__Stated task__. Lay out the material below as a numbered list, omitting any blank lines.

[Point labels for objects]
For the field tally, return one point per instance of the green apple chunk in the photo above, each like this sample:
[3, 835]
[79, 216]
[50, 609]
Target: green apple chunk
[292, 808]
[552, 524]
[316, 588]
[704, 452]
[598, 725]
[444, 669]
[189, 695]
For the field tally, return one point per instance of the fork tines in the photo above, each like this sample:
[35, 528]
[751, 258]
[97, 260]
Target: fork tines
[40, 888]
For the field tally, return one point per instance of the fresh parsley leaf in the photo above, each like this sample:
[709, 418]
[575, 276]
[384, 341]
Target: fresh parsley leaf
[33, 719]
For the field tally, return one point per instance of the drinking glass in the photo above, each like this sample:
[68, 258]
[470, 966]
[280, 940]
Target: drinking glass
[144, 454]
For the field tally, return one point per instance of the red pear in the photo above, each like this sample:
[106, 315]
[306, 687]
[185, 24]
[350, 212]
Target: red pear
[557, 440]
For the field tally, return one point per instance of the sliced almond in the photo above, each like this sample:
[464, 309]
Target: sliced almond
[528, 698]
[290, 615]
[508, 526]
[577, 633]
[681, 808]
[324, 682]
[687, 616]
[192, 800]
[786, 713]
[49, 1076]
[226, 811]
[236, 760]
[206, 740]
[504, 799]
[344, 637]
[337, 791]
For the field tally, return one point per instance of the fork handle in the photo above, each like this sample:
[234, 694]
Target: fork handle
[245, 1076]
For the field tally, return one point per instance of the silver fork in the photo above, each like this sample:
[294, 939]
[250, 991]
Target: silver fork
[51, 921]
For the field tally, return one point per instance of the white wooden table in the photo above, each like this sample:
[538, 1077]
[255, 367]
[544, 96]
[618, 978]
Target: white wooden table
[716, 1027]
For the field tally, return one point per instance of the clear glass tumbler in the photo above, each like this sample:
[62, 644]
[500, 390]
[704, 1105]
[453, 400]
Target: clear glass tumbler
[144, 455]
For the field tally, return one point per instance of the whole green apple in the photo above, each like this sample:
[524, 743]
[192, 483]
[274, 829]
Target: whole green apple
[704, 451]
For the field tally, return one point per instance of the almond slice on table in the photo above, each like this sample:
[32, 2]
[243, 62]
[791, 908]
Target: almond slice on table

__Solved problem__.
1. For the field tally, return one point per instance of the green apple chunk in the photo above, each like this sample:
2. [3, 835]
3. [79, 216]
4. [50, 609]
5. Target: green apple chunk
6. [292, 808]
7. [552, 524]
8. [316, 588]
9. [704, 452]
10. [598, 725]
11. [444, 669]
12. [189, 695]
13. For the field tally, return one point per instance of the fork tines in the photo above, each like this sample:
14. [35, 528]
15. [751, 258]
16. [97, 260]
17. Target: fork tines
18. [40, 888]
19. For the field tally, return one point per instance of the fresh parsley leaf in the photo above, each like this sample:
20. [709, 418]
21. [575, 276]
22. [384, 341]
23. Target: fresh parsley leaf
24. [33, 719]
25. For the field tally, return one point per instance of the drinking glass in the photo above, each like this sample:
26. [68, 258]
27. [470, 966]
28. [280, 940]
29. Target: drinking glass
30. [144, 454]
31. For the field tally, return one point per instance of the red pear in the photo above, each like this sample:
32. [106, 315]
33. [306, 687]
34. [185, 24]
35. [350, 212]
36. Target: red pear
37. [557, 440]
38. For the field tally, return one point per instance of the sliced almond in the photo above, each like this sample:
39. [464, 309]
40. Target: sliced almond
41. [528, 698]
42. [290, 615]
43. [508, 526]
44. [577, 633]
45. [681, 808]
46. [324, 682]
47. [687, 616]
48. [192, 800]
49. [786, 713]
50. [49, 1076]
51. [226, 811]
52. [236, 760]
53. [206, 740]
54. [504, 799]
55. [344, 637]
56. [337, 791]
57. For the field tally, return one point per instance of the fork handle in the photo above, each like this sample:
58. [234, 694]
59. Target: fork handle
60. [245, 1076]
61. For the field tally, return one point per instance of the silver fork in the photo above, each like this sample:
62. [294, 939]
63. [250, 991]
64. Target: silver fork
65. [51, 921]
66. For the field tally, return one point per instance of the white wooden table in the photo above, each like this sample:
67. [538, 1077]
68. [255, 367]
69. [544, 96]
70. [618, 978]
71. Target: white wooden table
72. [716, 1027]
73. For the field tally, return one point per instance of the clear glass tumbler in the photo above, each like this sample:
74. [62, 644]
75. [500, 390]
76. [704, 1105]
77. [453, 400]
78. Target: clear glass tumbler
79. [144, 455]
80. For the field tally, return one point per instance of the whole green apple in the photo above, each like this sample:
81. [524, 743]
82. [192, 483]
83. [274, 829]
84. Target: whole green apple
85. [704, 451]
86. For the field tally, return one point per instance of the almond slice on table in the photo above, each like this sample:
87. [32, 2]
88. [243, 62]
89. [791, 908]
90. Target: almond slice on table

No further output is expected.